What you will do:
Produce as output only the lines below starting at the line with "Thank you for this photo. Would you kindly tag the shirt" and continuing through the line with "laptop keyboard, giving", each one exactly as written.

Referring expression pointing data
==========

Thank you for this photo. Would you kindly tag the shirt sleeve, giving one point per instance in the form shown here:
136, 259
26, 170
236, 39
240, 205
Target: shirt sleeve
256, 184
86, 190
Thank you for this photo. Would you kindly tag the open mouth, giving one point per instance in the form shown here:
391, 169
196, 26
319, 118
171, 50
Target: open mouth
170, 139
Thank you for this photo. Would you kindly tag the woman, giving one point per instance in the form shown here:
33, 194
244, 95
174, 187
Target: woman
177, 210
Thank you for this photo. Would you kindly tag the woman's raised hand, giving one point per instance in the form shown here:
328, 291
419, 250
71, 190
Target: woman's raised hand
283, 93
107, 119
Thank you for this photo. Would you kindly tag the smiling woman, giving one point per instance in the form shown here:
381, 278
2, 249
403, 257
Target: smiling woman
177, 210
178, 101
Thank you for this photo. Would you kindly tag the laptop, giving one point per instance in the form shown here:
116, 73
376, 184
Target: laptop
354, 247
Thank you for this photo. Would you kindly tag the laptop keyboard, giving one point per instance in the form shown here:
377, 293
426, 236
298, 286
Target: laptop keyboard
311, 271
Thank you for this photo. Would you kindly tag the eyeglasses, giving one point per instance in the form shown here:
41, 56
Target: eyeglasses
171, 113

==========

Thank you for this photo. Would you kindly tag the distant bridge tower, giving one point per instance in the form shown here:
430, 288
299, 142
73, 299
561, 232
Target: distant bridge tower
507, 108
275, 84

==========

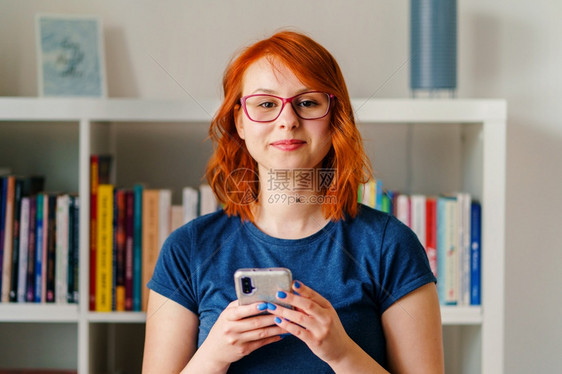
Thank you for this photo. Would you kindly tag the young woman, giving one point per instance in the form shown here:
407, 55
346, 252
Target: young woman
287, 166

==========

The completed task:
Thank you for this photo. Would you kindly tag the shirt sleeve, giving one point per instance in the form shown here:
136, 259
26, 170
236, 39
240, 205
Target: shirt sleeve
256, 184
86, 190
Thank you for this photo. Would you kindly tag the open mouth, giving one point per instance in the form shown here:
391, 169
196, 26
319, 118
171, 50
Target: open mouth
170, 139
Thank you for this photo. Would you kindly tag the woman, giving one point per instance in the form shown here:
33, 194
244, 95
174, 187
Target: woman
177, 210
Thank you for this photo. Would you kindly tag the woman's raised hand, giving one point per instance in the form shown here:
328, 291
419, 250
71, 190
Target: woman's raised hand
283, 93
107, 119
Thank you for this photo. Would you kindly tag the smiling woman, giving one point per instance in the form shown here:
381, 278
2, 249
403, 257
Target: smiling woman
177, 210
178, 101
Thank you for this photo. Would you kindly tag the laptop, giving one point per instance in the form shown here:
116, 73
376, 184
Target: laptop
354, 247
Thank you for this photo. Would you kindly tag the laptop keyboard, giving one point per instance in the form shown here:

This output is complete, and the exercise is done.